* GOAL: Repeat each entry as written, dropping any picture you find.

## begin DATA EXCERPTS

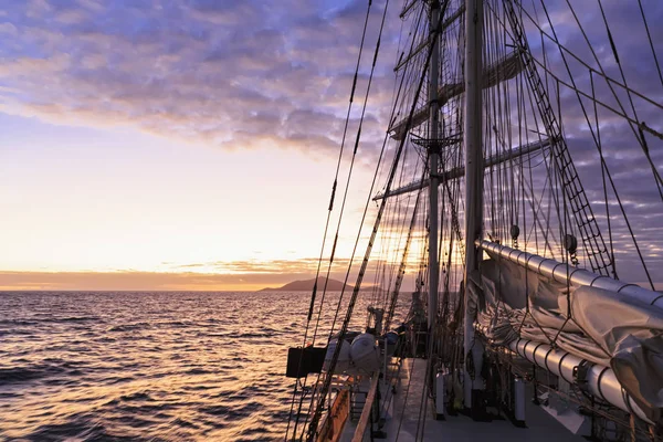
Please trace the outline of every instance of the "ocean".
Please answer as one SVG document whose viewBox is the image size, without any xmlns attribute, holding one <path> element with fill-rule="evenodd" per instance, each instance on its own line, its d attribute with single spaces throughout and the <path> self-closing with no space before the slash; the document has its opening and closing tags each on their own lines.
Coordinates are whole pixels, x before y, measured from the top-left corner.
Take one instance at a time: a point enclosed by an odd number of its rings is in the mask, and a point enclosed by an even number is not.
<svg viewBox="0 0 663 442">
<path fill-rule="evenodd" d="M 309 296 L 0 293 L 0 440 L 283 440 Z"/>
</svg>

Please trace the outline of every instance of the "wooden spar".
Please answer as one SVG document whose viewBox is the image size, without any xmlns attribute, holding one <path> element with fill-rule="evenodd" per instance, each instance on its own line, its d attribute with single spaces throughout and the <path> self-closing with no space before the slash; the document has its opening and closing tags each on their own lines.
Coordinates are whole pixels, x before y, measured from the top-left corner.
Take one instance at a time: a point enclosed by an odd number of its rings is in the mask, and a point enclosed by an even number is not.
<svg viewBox="0 0 663 442">
<path fill-rule="evenodd" d="M 453 24 L 454 21 L 456 21 L 456 19 L 459 17 L 461 17 L 461 14 L 465 11 L 465 6 L 462 4 L 454 13 L 452 13 L 449 19 L 444 20 L 444 23 L 442 23 L 442 29 L 440 32 L 444 31 L 446 28 L 449 28 L 451 24 Z M 428 45 L 431 43 L 431 39 L 428 38 L 425 40 L 423 40 L 421 43 L 419 43 L 417 45 L 417 48 L 414 48 L 412 50 L 412 52 L 410 52 L 408 54 L 408 56 L 406 56 L 403 60 L 400 61 L 400 63 L 398 63 L 396 65 L 396 67 L 393 67 L 393 72 L 400 71 L 401 67 L 403 67 L 406 64 L 408 64 L 410 62 L 410 60 L 412 60 L 417 54 L 419 54 L 423 49 L 428 48 Z"/>
<path fill-rule="evenodd" d="M 440 281 L 440 262 L 438 256 L 438 235 L 440 217 L 438 209 L 438 188 L 440 178 L 438 178 L 438 162 L 440 161 L 439 147 L 434 145 L 438 139 L 438 126 L 440 125 L 440 104 L 438 103 L 438 78 L 440 76 L 440 51 L 438 41 L 440 32 L 435 29 L 440 25 L 440 2 L 433 0 L 431 2 L 430 17 L 430 33 L 432 39 L 432 56 L 429 71 L 429 138 L 433 140 L 433 145 L 429 148 L 429 169 L 430 181 L 429 187 L 429 296 L 428 296 L 428 327 L 429 334 L 432 337 L 435 332 L 435 323 L 438 322 L 438 285 Z"/>
<path fill-rule="evenodd" d="M 492 66 L 486 67 L 483 72 L 482 87 L 483 88 L 493 87 L 493 86 L 499 84 L 501 82 L 511 80 L 511 78 L 515 77 L 516 75 L 518 75 L 523 71 L 523 63 L 520 63 L 518 56 L 519 56 L 519 54 L 517 52 L 513 52 L 512 54 L 507 55 L 504 60 L 493 64 Z M 443 106 L 451 98 L 459 96 L 464 92 L 465 92 L 465 83 L 464 82 L 449 83 L 449 84 L 444 84 L 444 85 L 440 86 L 440 88 L 438 90 L 439 105 Z M 412 123 L 410 124 L 410 129 L 425 123 L 428 119 L 428 116 L 429 116 L 428 107 L 422 107 L 422 108 L 417 109 L 417 112 L 414 113 L 414 116 L 412 118 Z M 391 138 L 400 140 L 407 135 L 407 133 L 404 130 L 406 122 L 407 122 L 407 118 L 401 119 L 400 122 L 397 122 L 389 127 L 388 131 L 392 133 Z"/>
<path fill-rule="evenodd" d="M 465 292 L 471 284 L 470 275 L 478 269 L 481 249 L 474 241 L 481 239 L 483 229 L 483 107 L 482 107 L 482 49 L 483 0 L 465 1 Z M 472 408 L 473 390 L 483 388 L 481 378 L 481 345 L 474 341 L 474 317 L 469 299 L 464 298 L 463 360 L 473 358 L 475 376 L 464 372 L 464 403 Z"/>
</svg>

## end DATA EXCERPTS

* EXERCISE SOLUTION:
Please trace the outline of every instance of the "ocean".
Please answer as one SVG document whose viewBox is the image size, without any xmlns attribute, holding one <path> element with fill-rule="evenodd" per instance, each instance on its own line, its d attribute with single spaces throughout and the <path> self-closing with no space before the slash; the document has its opening and closing tags each on their own lines.
Coordinates are whole pixels, x before y, measured from the top-left corner.
Take one instance at a time: a point enclosed by an odd number of its rings is in the mask, and a point enclosed by an even number is not.
<svg viewBox="0 0 663 442">
<path fill-rule="evenodd" d="M 309 296 L 0 293 L 0 440 L 283 440 Z"/>
</svg>

Please trace the outline of every instance of the "wooden spar".
Please answer as one SVG document whose viewBox is the image size, without any xmlns attribute, holding one <path> element with fill-rule="evenodd" per instance, each instance on its own line, its d attribute with single spaces throughout and the <path> self-closing with no space before the slash; the document has its opening and closing tags each on their own lines.
Coordinates are whole pixels, x before y, measured from the top-left corner.
Take one instance at a time: a point enclosed by an odd number of its rings is in the mask, and a point enclosed by an even number is not.
<svg viewBox="0 0 663 442">
<path fill-rule="evenodd" d="M 453 24 L 454 21 L 456 21 L 456 19 L 459 17 L 461 17 L 461 14 L 465 11 L 465 6 L 462 4 L 454 13 L 452 13 L 449 19 L 444 20 L 444 23 L 442 23 L 442 29 L 440 32 L 444 31 L 446 28 L 449 28 L 451 24 Z M 428 45 L 431 43 L 431 39 L 428 38 L 425 40 L 423 40 L 421 43 L 419 43 L 417 45 L 417 48 L 414 48 L 412 50 L 412 52 L 410 52 L 408 54 L 408 56 L 406 56 L 403 60 L 400 61 L 400 63 L 398 63 L 396 65 L 396 67 L 393 67 L 393 72 L 400 71 L 401 67 L 403 67 L 406 64 L 408 64 L 410 62 L 410 60 L 412 60 L 417 54 L 419 54 L 423 49 L 428 48 Z"/>
<path fill-rule="evenodd" d="M 440 281 L 440 262 L 438 256 L 438 235 L 440 217 L 438 209 L 438 188 L 440 178 L 438 178 L 438 162 L 440 161 L 439 147 L 434 145 L 438 139 L 438 126 L 440 125 L 440 104 L 438 103 L 438 78 L 440 76 L 440 51 L 438 41 L 440 32 L 435 29 L 440 25 L 440 2 L 433 0 L 431 2 L 430 17 L 430 33 L 432 39 L 432 56 L 429 71 L 429 138 L 433 140 L 433 145 L 429 148 L 429 169 L 430 181 L 429 187 L 429 296 L 428 296 L 428 327 L 429 334 L 432 337 L 435 332 L 435 323 L 438 322 L 438 285 Z"/>
<path fill-rule="evenodd" d="M 492 66 L 486 67 L 483 72 L 482 87 L 483 88 L 493 87 L 493 86 L 499 84 L 501 82 L 511 80 L 511 78 L 515 77 L 516 75 L 518 75 L 523 71 L 523 63 L 520 63 L 518 56 L 519 56 L 519 54 L 517 52 L 513 52 L 512 54 L 507 55 L 504 60 L 493 64 Z M 443 106 L 451 98 L 459 96 L 464 92 L 465 92 L 465 83 L 464 82 L 449 83 L 449 84 L 444 84 L 444 85 L 440 86 L 440 88 L 438 90 L 439 105 Z M 412 123 L 410 124 L 410 129 L 425 123 L 428 119 L 428 116 L 429 116 L 428 107 L 422 107 L 422 108 L 417 109 L 417 112 L 414 113 L 414 116 L 412 118 Z M 391 138 L 400 140 L 407 135 L 407 133 L 404 130 L 406 122 L 407 122 L 407 118 L 401 119 L 400 122 L 397 122 L 389 127 L 388 131 L 392 133 Z"/>
<path fill-rule="evenodd" d="M 465 292 L 471 284 L 470 275 L 478 269 L 481 249 L 474 241 L 481 239 L 483 229 L 483 107 L 482 107 L 482 49 L 483 0 L 465 1 Z M 472 408 L 473 390 L 483 388 L 481 378 L 481 345 L 474 341 L 474 317 L 469 299 L 464 298 L 463 360 L 473 358 L 475 376 L 464 372 L 464 403 Z"/>
</svg>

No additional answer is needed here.